__КОРОТКОЕ ЗАДАНИЕ 1__: Скопируйте из заметки о письмах Рубинштейна отрывок от «Материальная нужда заставила» до «декабря 1867 г.).» включительно.
__КОРОТКОЕ ЗАДАНИЕ 2__: Почему в заметке о письмах Рубинштейна идейная близость артиста к Елене Павловне названа мифом? Ответьте в одном–трех предложениях.
__КОРОТКОЕ ЗАДАНИЕ 3__: Переведите на английский язык предложение из заметки о письмах Рубинштейна: «Материальная нужда заставила Рубинштейна принять — за стол и квартиру — место аккомпаниатора при дворе великой княгини Елены Павловны».

__ИСХОДНЫЙ ТЕКСТ__:

══════════

Выпуск № 8 | 1955 (201)

Новое об А. Рубинштейне

Литература об Антоне Рубинштейне пополнилась новыми материалами. Советский музыковед Л. Баренбойм, в течение ряда лет занимающийся изучением деятельности А. Рубинштейна, разыскал в архивах множество неопубликованных писем великого пианиста. Наиболее интересные из них легли в основу рецензируемого сборника. Всего в сборник вошло тридцать восемь писем А. Рубинштейна — к матери (восемнадцать писем), Ф. Листу (четыре письма), В. Кологривову (три письма) и др. Тридцать писем публикуются впервые.

Письма А. Рубинштейна проливают новый свет на многие моменты его биографии, и прежде всего на взаимоотношения основателя Петербургской консерватории с окружавшей общественной средой. Трудно жилось молодому артисту в николаевской России, где концерты его даже после нескольких лет деятельности продолжали давать плохие сборы (письмо к матери; 12 января 1853 г.), а попытки получить должность хотя бы концертмейстера в оперном театре наталкивались на издевательские отказы (письма к матери; 16 апреля 1851 г. и 4 июня 1852 г.).

Материальная нужда заставила Рубинштейна принять — за стол и квартиру — место аккомпаниатора при дворе великой княгини Елены Павловны. Идейная же близость артиста к его «покровительнице» оказывается мифом. Л. Баренбойм выяснил, что панегирики в адрес последней, содержащиеся в известных «Автобиографических воспоминаниях» А. Рубинштейна, не принадлежат автору, а были вписаны редактором журнала «Русская старина» М. Семевским. В действительности А. Рубинштейн тяготился положением «придворного шута» Елены Павловны, мечтал о том, чтобы «удрать отсюда, из этой среды», избавиться от «великокняжеских милостей» (письма к матери; 19 августа 1852 г. и 29 декабря 1867 г.).

Это было, несомненно, одной из причин, вызвавших отъезд А. Рубинштейна из Петербурга и длительное его пребывание за границей: «Если бы это стремление [к независимости — Г. К.] не было так близко моему сердцу, я связал бы свои узлы и вернулся бы, так как ты не можешь себе представить, как я несчастен с общественной точки зрения в этой стране...» (письмо к М. Фредро из Лейпцига; 19 ноября 1854 г.)

══════════

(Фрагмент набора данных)

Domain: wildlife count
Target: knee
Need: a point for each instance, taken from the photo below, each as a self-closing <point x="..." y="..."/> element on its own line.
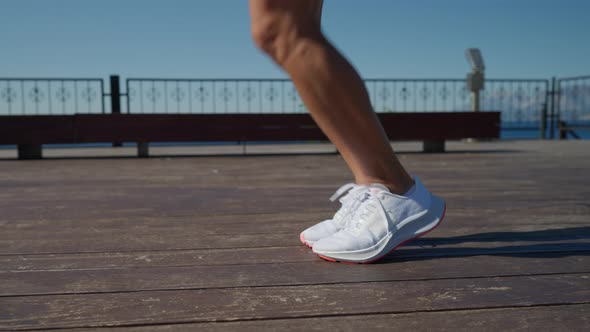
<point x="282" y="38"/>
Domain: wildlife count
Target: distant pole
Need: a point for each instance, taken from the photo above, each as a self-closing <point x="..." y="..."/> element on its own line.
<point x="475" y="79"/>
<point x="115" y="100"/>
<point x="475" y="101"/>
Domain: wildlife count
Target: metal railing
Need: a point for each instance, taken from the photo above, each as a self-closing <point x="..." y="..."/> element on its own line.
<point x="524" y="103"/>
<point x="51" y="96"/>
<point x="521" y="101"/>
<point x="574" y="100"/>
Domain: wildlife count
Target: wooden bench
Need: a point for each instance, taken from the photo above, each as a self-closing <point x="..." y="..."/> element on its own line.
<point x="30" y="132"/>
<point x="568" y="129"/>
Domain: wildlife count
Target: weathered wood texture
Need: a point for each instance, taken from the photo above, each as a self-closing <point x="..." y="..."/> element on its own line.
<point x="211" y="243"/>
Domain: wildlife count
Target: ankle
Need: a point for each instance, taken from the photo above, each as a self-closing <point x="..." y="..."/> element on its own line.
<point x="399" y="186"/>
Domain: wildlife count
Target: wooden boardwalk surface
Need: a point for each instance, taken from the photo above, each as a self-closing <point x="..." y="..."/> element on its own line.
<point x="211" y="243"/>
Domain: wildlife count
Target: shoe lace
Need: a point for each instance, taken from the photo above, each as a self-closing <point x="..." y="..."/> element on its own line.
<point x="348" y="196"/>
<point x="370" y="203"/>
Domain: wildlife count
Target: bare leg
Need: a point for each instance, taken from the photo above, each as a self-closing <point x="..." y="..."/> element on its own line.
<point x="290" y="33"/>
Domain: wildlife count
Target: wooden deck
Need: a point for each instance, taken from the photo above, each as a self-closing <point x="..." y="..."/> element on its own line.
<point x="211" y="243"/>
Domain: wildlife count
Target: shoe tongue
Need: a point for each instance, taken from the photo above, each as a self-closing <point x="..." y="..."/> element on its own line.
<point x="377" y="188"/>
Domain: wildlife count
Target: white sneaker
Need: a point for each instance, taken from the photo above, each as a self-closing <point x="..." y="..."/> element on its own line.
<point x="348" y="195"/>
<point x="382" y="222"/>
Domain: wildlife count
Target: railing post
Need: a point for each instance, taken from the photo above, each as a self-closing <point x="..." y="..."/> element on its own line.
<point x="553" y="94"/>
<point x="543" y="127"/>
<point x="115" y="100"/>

══════════

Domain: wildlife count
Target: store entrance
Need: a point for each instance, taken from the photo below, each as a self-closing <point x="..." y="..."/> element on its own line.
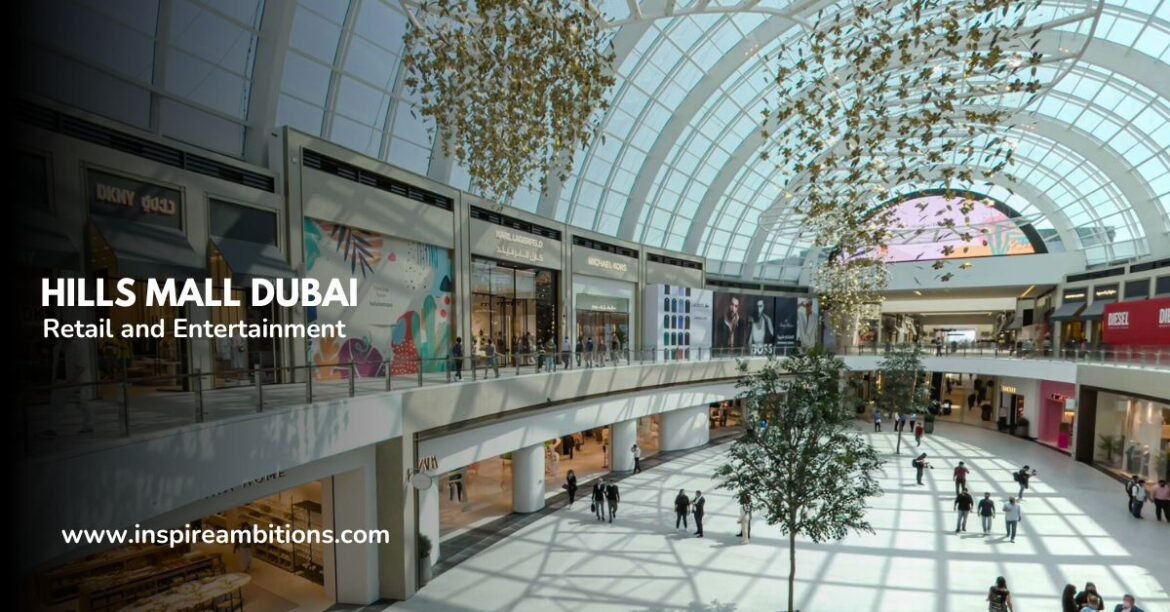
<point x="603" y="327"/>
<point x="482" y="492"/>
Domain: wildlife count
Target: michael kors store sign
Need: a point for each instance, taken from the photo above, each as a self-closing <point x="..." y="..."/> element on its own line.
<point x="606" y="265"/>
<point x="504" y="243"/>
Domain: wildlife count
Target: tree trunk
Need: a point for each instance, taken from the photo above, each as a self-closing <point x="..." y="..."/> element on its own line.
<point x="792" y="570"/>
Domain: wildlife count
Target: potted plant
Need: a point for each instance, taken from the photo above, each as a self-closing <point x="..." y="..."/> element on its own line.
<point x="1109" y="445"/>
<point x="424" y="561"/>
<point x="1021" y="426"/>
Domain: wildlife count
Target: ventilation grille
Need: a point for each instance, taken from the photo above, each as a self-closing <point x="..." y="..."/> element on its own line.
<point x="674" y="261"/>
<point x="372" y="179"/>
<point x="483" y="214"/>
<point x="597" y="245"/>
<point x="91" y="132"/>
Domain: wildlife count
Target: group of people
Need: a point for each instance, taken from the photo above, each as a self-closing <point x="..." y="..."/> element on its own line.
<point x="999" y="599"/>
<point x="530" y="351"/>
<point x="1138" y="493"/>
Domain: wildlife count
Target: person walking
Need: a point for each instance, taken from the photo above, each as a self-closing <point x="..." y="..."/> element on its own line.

══════════

__ВЕРНЫЙ ОТВЕТ 1__:
Материальная нужда заставила Рубинштейна принять — за стол и квартиру — место аккомпаниатора при дворе великой княгини Елены Павловны. Идейная же близость артиста к его «покровительнице» оказывается мифом. Л. Баренбойм выяснил, что панегирики в адрес последней, содержащиеся в известных «Автобиографических воспоминаниях» А. Рубинштейна, не принадлежат автору, а были вписаны редактором журнала «Русская старина» М. Семевским. В действительности А. Рубинштейн тяготился положением «придворного шута» Елены Павловны, мечтал о том, чтобы «удрать отсюда, из этой среды», избавиться от «великокняжеских милостей» (письма к матери; 19 августа 1852 г. и 29 декабря 1867 г.).

__ВЕРНЫЙ ОТВЕТ 2__: Баренбойм выяснил, что хвалебные слова о Елене Павловне в «Автобиографических воспоминаниях» Рубинштейна написал не он сам: их вписал редактор журнала «Русская старина» М. Семевский. На деле Рубинштейн тяготился положением «придворного шута» и мечтал избавиться от «великокняжеских милостей».

__ВЕРНЫЙ ОТВЕТ 3__: Material need forced Rubinstein to accept, in exchange for board and lodging, the position of accompanist at the court of Grand Duchess Elena Pavlovna.